Input records →
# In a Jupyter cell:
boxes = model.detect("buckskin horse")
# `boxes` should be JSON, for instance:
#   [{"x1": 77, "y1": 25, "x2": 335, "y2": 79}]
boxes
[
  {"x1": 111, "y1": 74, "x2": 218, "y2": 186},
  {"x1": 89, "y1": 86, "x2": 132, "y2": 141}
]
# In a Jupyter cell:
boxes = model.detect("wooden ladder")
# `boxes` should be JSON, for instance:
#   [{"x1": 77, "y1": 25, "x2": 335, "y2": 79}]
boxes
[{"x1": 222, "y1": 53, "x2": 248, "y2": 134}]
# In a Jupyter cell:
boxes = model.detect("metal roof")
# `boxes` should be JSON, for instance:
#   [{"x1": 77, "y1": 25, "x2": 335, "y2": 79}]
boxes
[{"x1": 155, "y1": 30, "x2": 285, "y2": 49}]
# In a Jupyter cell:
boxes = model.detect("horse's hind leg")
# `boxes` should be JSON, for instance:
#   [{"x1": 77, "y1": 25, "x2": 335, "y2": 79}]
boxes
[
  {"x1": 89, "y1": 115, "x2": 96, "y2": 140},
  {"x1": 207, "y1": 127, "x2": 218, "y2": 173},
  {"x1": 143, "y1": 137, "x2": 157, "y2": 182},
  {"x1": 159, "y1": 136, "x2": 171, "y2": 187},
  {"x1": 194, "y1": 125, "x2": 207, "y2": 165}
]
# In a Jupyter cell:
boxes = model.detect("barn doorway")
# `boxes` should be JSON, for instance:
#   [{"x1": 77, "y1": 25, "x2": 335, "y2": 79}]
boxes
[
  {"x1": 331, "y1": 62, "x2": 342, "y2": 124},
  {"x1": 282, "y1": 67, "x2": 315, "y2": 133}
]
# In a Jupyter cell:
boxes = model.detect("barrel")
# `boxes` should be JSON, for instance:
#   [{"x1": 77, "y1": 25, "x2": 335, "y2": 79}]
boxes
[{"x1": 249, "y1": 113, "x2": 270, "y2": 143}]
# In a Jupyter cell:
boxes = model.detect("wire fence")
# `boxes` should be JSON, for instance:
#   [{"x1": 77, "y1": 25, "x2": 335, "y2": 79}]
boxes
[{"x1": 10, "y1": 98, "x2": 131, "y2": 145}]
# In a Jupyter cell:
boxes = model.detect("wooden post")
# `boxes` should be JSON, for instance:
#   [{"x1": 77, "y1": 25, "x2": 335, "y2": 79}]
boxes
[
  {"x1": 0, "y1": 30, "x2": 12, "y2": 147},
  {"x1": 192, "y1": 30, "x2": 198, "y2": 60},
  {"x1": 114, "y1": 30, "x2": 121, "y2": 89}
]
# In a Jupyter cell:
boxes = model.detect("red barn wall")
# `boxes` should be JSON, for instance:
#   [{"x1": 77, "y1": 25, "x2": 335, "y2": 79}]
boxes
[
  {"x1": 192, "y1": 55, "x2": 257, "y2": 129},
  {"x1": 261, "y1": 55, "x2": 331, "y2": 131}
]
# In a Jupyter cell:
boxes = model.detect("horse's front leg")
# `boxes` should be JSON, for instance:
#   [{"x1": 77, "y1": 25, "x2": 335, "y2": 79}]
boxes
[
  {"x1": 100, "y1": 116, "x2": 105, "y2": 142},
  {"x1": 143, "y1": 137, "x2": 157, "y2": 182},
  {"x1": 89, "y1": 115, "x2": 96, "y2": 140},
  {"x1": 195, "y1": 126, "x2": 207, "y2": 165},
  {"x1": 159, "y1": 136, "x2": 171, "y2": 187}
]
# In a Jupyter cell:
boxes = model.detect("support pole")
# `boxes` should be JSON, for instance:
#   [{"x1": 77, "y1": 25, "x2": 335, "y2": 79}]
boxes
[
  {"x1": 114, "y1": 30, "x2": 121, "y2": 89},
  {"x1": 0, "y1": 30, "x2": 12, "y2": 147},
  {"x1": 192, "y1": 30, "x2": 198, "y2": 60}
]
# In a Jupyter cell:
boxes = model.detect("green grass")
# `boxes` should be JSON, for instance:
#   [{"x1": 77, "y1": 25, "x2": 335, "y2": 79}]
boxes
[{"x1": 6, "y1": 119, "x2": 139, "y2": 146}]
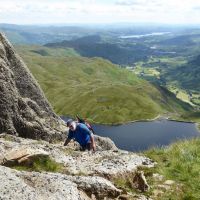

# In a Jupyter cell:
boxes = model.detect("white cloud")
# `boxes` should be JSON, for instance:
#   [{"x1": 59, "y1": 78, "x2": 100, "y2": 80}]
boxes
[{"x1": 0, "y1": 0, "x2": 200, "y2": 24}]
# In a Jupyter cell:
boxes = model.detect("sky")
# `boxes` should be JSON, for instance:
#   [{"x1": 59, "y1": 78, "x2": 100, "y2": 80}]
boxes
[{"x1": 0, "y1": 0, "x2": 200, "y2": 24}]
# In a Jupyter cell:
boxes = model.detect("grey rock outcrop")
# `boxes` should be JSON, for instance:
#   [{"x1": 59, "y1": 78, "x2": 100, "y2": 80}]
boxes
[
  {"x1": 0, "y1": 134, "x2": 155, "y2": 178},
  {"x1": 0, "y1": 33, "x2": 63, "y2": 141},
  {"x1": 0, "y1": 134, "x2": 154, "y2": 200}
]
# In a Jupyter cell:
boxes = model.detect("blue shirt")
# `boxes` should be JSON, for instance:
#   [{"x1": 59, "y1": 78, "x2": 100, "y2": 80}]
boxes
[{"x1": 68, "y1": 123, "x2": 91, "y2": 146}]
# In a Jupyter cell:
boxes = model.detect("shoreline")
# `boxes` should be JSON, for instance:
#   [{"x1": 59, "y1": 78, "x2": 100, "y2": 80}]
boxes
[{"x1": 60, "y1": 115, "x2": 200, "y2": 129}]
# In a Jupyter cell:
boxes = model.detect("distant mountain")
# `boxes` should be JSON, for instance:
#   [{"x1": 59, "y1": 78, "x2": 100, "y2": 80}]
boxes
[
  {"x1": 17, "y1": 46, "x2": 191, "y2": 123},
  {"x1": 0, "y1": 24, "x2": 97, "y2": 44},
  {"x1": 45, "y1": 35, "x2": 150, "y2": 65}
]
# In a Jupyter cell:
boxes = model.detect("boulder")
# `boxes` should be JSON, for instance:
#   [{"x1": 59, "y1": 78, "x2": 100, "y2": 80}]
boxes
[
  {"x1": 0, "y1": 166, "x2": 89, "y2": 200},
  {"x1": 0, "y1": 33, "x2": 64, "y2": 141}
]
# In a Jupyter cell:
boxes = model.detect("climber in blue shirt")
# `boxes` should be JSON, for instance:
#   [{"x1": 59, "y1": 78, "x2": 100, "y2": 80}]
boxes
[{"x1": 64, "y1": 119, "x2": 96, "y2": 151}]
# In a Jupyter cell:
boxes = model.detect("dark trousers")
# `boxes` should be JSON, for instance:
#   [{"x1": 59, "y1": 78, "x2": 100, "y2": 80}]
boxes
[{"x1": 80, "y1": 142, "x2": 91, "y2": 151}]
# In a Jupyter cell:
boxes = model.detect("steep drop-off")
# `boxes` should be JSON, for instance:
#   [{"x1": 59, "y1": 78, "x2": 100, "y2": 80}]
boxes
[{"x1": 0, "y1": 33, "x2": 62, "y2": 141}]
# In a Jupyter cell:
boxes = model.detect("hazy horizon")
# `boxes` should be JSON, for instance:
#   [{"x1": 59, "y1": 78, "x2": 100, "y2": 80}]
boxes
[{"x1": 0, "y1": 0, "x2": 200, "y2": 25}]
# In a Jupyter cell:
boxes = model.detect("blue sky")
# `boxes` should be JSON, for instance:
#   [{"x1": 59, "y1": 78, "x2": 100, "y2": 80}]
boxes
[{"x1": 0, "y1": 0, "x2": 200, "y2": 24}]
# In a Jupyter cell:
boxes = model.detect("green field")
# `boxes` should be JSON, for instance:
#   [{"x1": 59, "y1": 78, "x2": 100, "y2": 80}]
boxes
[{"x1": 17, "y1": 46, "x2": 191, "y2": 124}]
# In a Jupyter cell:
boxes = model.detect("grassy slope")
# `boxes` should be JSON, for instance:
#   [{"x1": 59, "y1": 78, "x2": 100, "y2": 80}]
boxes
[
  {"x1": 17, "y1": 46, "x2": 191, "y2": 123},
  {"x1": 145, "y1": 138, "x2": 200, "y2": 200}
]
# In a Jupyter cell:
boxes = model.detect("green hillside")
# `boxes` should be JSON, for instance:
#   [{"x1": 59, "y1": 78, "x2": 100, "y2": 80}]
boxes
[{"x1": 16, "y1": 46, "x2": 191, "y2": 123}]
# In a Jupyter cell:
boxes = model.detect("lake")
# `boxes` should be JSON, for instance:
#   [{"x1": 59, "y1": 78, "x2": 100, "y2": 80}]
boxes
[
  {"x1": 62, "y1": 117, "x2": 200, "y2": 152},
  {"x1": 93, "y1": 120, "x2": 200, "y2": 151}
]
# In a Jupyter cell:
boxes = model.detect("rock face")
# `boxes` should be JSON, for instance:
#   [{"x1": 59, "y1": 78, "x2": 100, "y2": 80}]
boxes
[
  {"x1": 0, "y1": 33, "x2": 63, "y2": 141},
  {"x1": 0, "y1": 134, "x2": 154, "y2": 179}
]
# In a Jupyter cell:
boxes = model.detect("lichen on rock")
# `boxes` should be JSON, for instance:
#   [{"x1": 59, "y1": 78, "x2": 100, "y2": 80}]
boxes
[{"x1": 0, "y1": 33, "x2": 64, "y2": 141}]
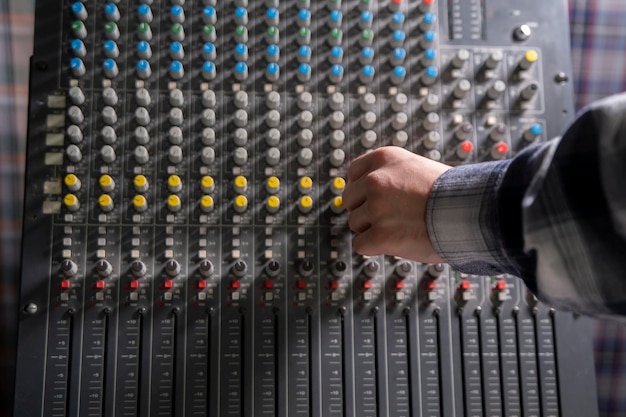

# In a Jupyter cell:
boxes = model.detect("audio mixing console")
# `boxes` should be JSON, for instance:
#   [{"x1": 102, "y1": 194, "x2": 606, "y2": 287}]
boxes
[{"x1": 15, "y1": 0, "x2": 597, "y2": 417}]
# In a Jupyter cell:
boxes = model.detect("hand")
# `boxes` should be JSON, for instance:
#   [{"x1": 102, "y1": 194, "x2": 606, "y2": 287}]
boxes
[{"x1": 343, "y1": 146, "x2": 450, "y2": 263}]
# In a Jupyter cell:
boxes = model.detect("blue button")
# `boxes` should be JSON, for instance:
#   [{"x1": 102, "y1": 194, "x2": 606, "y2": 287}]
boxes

Job →
Pick out each line in the rows above that contains the string "shirt" and copy it. Letter case must match.

Solution to this problem →
boxes = model.detect("blue shirt")
boxes = model.detect("climber in blue shirt")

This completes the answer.